* Exercise objective *
Without skipping a line, reproduce the entries exactly.

Records drawn from a dataset

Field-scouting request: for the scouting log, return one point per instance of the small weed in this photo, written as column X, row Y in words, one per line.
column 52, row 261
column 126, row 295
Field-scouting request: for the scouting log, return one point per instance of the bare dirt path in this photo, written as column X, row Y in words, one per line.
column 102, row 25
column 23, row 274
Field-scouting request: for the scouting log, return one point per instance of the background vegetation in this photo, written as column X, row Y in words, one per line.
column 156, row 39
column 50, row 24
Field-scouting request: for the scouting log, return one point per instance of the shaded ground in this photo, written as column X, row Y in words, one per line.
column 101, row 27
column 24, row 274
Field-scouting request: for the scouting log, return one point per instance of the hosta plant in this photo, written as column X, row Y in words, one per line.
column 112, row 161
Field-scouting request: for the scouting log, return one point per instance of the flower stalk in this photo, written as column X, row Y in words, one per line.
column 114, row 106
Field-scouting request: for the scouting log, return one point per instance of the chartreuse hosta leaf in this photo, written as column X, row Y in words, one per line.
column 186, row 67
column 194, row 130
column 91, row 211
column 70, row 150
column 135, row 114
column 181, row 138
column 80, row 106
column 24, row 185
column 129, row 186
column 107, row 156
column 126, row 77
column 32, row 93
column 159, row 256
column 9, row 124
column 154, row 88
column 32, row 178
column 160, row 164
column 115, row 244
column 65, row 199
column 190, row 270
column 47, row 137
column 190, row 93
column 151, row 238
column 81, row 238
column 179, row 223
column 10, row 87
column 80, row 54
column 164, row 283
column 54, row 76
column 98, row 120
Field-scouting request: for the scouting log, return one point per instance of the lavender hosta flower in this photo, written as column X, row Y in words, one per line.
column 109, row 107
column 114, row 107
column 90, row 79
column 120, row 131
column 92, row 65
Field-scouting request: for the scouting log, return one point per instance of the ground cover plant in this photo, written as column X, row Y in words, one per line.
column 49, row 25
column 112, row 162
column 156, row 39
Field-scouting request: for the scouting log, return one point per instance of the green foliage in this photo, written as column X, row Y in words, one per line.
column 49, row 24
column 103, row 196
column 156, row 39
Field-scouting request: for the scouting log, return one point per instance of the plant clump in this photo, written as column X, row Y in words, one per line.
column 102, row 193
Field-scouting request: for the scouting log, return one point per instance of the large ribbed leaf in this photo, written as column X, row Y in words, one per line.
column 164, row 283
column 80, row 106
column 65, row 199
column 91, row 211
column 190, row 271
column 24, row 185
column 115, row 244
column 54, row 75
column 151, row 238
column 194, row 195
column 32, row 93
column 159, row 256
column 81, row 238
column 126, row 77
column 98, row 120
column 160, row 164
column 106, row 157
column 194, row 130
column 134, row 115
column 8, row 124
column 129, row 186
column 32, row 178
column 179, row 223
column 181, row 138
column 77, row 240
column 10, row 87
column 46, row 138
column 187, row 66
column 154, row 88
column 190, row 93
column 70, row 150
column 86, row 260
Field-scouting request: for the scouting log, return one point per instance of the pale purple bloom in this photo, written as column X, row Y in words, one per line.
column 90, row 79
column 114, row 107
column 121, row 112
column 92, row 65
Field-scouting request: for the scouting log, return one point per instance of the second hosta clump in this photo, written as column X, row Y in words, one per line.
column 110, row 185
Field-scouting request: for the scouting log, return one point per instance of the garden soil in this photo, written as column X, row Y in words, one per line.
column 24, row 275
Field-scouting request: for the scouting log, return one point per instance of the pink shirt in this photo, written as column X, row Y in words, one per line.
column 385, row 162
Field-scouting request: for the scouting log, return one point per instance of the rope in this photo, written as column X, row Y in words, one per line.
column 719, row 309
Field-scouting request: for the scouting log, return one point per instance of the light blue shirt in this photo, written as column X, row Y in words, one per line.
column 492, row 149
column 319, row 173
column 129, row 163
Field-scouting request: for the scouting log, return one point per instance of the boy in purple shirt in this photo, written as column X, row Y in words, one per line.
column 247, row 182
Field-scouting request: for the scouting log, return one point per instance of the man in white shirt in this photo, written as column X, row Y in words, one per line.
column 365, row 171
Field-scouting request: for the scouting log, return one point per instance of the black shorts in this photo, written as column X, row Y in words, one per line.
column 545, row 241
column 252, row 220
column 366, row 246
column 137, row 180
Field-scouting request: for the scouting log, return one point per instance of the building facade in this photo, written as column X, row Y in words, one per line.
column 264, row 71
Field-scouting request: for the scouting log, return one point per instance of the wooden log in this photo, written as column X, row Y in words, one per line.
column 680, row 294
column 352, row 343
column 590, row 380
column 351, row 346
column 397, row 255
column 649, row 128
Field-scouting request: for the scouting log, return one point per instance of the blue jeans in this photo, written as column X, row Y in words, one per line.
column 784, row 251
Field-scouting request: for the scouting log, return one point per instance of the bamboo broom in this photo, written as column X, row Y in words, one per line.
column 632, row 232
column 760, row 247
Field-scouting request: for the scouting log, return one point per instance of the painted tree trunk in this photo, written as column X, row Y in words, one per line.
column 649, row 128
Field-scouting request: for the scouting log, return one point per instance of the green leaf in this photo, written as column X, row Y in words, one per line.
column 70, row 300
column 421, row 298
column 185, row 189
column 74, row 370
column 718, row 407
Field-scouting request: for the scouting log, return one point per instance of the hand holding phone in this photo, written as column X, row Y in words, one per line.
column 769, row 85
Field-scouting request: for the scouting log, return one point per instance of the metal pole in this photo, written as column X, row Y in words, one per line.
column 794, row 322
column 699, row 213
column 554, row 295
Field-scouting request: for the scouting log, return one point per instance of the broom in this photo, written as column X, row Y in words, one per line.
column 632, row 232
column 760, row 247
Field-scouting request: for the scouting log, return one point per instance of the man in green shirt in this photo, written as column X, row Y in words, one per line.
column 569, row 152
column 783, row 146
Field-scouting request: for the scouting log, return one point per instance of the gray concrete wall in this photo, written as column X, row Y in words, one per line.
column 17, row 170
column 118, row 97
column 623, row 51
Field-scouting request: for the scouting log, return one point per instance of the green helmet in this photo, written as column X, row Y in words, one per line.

* The answer *
Field-scouting request: for the scouting log, return one point per instance of the small weed in this photo, written as column X, row Y in words, one per line.
column 52, row 261
column 126, row 295
Field-scouting request: for the scouting log, return one point per instance of the bare dirt path in this photo, written as column X, row Y in words, one per line.
column 102, row 25
column 23, row 274
Field-scouting request: for the scouting log, return one point per instance of the background vegetation in this photo, written as column X, row Y in words, one per line.
column 156, row 39
column 50, row 24
Field-scouting request: for the scouting log, return one point per instance of the shaded ground in this photo, written as column X, row Y in words, one per line.
column 101, row 27
column 24, row 274
Field-scouting request: for the scouting log, return one point per instance of the hosta plant in this photo, written as column X, row Y in words, one per line.
column 112, row 161
Field-scouting request: for the scouting log, return one point per instance of the flower stalk in this photo, written as column X, row Y in words, one per line.
column 114, row 106
Field-scouting request: for the scouting log, return one point per instance of the chartreuse hosta leaf in this photo, written as column X, row Y in words, one per line.
column 186, row 67
column 194, row 130
column 91, row 211
column 70, row 150
column 135, row 114
column 181, row 138
column 80, row 106
column 24, row 185
column 129, row 186
column 107, row 156
column 126, row 77
column 32, row 93
column 159, row 256
column 9, row 124
column 154, row 88
column 32, row 178
column 160, row 164
column 115, row 244
column 65, row 199
column 190, row 270
column 47, row 137
column 190, row 93
column 151, row 238
column 81, row 238
column 179, row 223
column 10, row 87
column 80, row 54
column 164, row 283
column 54, row 76
column 98, row 120
Field-scouting request: for the scouting log, return one point per instance of the lavender hosta flower in this photo, written as column X, row Y in words, one per line.
column 109, row 107
column 114, row 107
column 90, row 79
column 120, row 131
column 92, row 65
Field-scouting request: for the scouting log, return one point per instance of the ground cover plant in this photo, written as column X, row Y in words, one per line.
column 49, row 25
column 112, row 162
column 156, row 39
Field-scouting request: for the scouting log, return one point per instance of the green foliage in this photo, written as column X, row Y in words, one per line.
column 49, row 24
column 103, row 196
column 156, row 39
Field-scouting request: for the scouting log, return one point per instance of the plant clump in this photo, written as column X, row Y in words, one per line.
column 102, row 193
Field-scouting request: for the scouting log, return one point per instance of the large ribbed leaf in this photo, written as column X, row Y in words, one per line.
column 164, row 283
column 80, row 106
column 65, row 199
column 91, row 211
column 190, row 271
column 24, row 185
column 115, row 244
column 54, row 75
column 151, row 238
column 194, row 195
column 32, row 93
column 159, row 256
column 81, row 238
column 126, row 77
column 98, row 120
column 160, row 164
column 106, row 157
column 194, row 130
column 134, row 115
column 8, row 124
column 129, row 186
column 32, row 178
column 179, row 223
column 181, row 138
column 77, row 240
column 10, row 87
column 46, row 138
column 187, row 66
column 154, row 88
column 190, row 93
column 70, row 150
column 86, row 260
Field-scouting request: for the scouting log, return one point per instance of the pale purple bloom in this photo, written as column X, row Y in words, one per line.
column 90, row 79
column 114, row 107
column 121, row 112
column 92, row 65
Field-scouting request: for the scouting log, return one point per instance of the second hosta clump in this photo, written as column X, row Y in words, one per line.
column 110, row 185
Field-scouting request: for the scouting log, return one point per instance of the garden soil in this photo, written as column X, row Y in words, one per line.
column 24, row 275
Field-scouting request: for the scouting log, return one point per instance of the pink shirt in this photo, written as column X, row Y in words, one per line.
column 385, row 162
Field-scouting request: for the scouting log, return one point per instance of the rope in this photo, written as column X, row Y in words, one per line.
column 719, row 309
Field-scouting request: for the scouting log, return one point per instance of the light blue shirt in this photo, written as column X, row Y in words, one per line.
column 492, row 149
column 319, row 173
column 129, row 163
Field-scouting request: for the scouting log, return one point per instance of the boy in purple shirt in this photo, written as column X, row Y in words, one per line.
column 247, row 182
Field-scouting request: for the scouting log, return one point per instance of the man in white shirt in this photo, written as column X, row Y in words, one per line.
column 365, row 171
Field-scouting request: for the scouting log, return one point per instance of the black shorts in this photo, written as column X, row Y in words, one per line.
column 545, row 241
column 252, row 220
column 366, row 246
column 137, row 180
Field-scouting request: for the scouting log, return one point per instance of the building facade in this photo, written as column X, row Y in words, one per line.
column 264, row 71
Field-scouting request: for the scouting log, return one point per instance of the wooden log in this photo, written as column X, row Y in words, one per line.
column 680, row 294
column 352, row 343
column 590, row 380
column 351, row 346
column 397, row 255
column 649, row 128
Field-scouting request: for the scouting log, return one point per instance of the blue jeans in this photo, written as column X, row Y in words, one per line.
column 784, row 251
Field-scouting request: for the scouting log, return one point per instance of the bamboo broom in this photo, written as column X, row Y in words, one per line.
column 632, row 232
column 760, row 247
Field-scouting request: for the scouting log, return one point per instance of the painted tree trunk in this photo, written as column X, row Y in words, one per line.
column 649, row 128
Field-scouting request: for the scouting log, return one point per instance of the green leaf in this photo, written as column X, row Y in words, one per line.
column 70, row 300
column 421, row 298
column 185, row 189
column 74, row 370
column 718, row 407
Field-scouting request: for the scouting log, return one point per instance of the hand holding phone in this photo, written as column X, row Y in words, one per line.
column 769, row 85
Field-scouting request: for the scouting log, return one point per instance of the metal pole in this photo, written as column X, row Y in words, one per line.
column 794, row 322
column 699, row 213
column 554, row 295
Field-scouting request: for the scouting log, return one point per instance of the broom in this photo, written as column X, row Y in words, one per line.
column 632, row 232
column 760, row 247
Field-scouting request: for the scouting log, return one point per instance of the man in green shirt in this photo, written as column X, row Y in words, one per line.
column 569, row 152
column 783, row 146
Field-scouting request: for the scouting log, return one point per instance of the gray concrete wall in this photo, written as column X, row Y in words, one per line.
column 17, row 170
column 118, row 97
column 623, row 51
Field-scouting request: for the scouting log, return one point per instance of the green helmet in this photo, written as column X, row Y in words, one per line.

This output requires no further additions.